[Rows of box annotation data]
--------
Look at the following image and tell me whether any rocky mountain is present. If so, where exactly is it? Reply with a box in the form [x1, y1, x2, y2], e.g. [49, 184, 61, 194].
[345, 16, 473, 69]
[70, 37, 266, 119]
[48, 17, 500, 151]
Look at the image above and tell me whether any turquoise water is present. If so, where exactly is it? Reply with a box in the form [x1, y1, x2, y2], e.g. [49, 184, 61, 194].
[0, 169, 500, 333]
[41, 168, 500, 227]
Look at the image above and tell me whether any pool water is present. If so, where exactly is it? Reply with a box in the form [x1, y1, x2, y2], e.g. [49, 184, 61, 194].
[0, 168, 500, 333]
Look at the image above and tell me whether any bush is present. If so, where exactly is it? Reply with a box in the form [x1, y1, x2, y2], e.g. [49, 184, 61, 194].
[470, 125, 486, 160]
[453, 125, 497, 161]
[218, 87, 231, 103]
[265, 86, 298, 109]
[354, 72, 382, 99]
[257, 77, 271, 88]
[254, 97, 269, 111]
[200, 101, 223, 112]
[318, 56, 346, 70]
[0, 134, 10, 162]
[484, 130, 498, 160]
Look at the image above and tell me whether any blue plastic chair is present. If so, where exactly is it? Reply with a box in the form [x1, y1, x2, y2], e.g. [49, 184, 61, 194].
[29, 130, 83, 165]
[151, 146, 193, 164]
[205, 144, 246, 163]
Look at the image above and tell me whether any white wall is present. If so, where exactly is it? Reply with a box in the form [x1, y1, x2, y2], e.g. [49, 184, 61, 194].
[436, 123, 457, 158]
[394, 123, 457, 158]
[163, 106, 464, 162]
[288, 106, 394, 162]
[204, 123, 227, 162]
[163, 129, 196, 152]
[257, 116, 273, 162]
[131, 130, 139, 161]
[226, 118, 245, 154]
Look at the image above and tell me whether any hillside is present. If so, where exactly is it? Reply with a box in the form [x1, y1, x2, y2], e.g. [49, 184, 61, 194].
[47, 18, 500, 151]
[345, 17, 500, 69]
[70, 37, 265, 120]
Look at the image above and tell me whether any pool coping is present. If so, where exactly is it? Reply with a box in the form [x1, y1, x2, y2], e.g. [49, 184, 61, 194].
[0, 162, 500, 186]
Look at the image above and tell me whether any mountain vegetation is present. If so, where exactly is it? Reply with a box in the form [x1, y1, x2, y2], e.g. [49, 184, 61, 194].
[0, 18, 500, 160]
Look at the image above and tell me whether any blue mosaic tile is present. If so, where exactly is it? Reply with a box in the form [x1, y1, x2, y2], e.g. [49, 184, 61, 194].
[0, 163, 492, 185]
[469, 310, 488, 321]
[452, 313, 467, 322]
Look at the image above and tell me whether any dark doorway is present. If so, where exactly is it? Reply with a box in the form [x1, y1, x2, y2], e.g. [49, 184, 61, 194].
--------
Reproduce the entire listing above word for word, keeping every line in its original order.

Look at the following image and tell me whether any rocky mountain is present. If so, where exactly is it? Reply with a box in the form [x1, y1, x2, y2], e.g. [49, 184, 61, 194].
[345, 16, 473, 69]
[70, 37, 266, 119]
[48, 17, 500, 151]
Look at the image above and tell me whether any turquoise water is present. If so, where exactly is it? Reply with a box in the form [x1, y1, x2, y2], e.g. [49, 184, 61, 194].
[0, 169, 500, 333]
[41, 168, 500, 227]
Look at the image above and tell me whether any pool water is present. If so, where exactly is it? Reply with a box in the form [x1, y1, x2, y2], e.g. [49, 184, 61, 194].
[0, 168, 500, 333]
Look at the image above and tell me whether any bush is present. If so, where exactly is it? Reply with a box in the form [x1, y1, x2, y2], e.g. [49, 184, 61, 194].
[470, 125, 486, 160]
[453, 125, 497, 161]
[218, 87, 231, 103]
[265, 86, 298, 109]
[354, 72, 382, 99]
[257, 77, 271, 88]
[254, 97, 269, 111]
[200, 101, 223, 112]
[318, 56, 346, 70]
[0, 134, 10, 162]
[484, 130, 498, 160]
Look at the image above and tell me whether any blue plastic chair is present. If so, where exactly is it? Reply with a box in the form [x1, y1, x2, y2], e.g. [49, 184, 61, 194].
[29, 130, 83, 165]
[151, 146, 193, 164]
[205, 144, 246, 163]
Look at the image above and tell me whether any white wall is present. If so, where exactly is it? Reply with a box in the form [x1, y1, x2, y2], e.g. [49, 184, 61, 194].
[436, 123, 457, 158]
[394, 123, 457, 158]
[163, 106, 464, 162]
[288, 106, 394, 162]
[204, 123, 227, 162]
[163, 129, 196, 152]
[257, 116, 273, 162]
[131, 130, 139, 161]
[226, 118, 245, 154]
Look at the image above and tell me whether any hillside is present. If so, where exactly is it? Reply with a box in the form [x1, y1, x2, y2], e.g. [49, 184, 61, 194].
[47, 18, 500, 151]
[345, 17, 500, 69]
[70, 37, 265, 120]
Look at the image above and tell me whether any pool coping is present. If so, where exactly is it? Reply with a box in the form [x1, y1, x2, y2], e.g. [49, 184, 61, 194].
[0, 162, 500, 186]
Look at the image above and tell me whether any mountain vegetation is present. If so, where exactly is it? Reply with a box in the form [x1, y1, x2, y2], e.g. [49, 184, 61, 194].
[0, 18, 500, 160]
Look at the image above and tell me whether any blue mosaic tile is present. If so, where exactly is it? Reply with a box in the form [x1, y1, x2, y2], e.g. [49, 184, 61, 194].
[0, 163, 492, 185]
[469, 310, 488, 321]
[452, 313, 467, 322]
Look at the image above and tell me whether any dark doorway is present. If so, where exactly is it? Reply with a box in the form [x1, y1, x2, y2], e.g. [49, 184, 61, 194].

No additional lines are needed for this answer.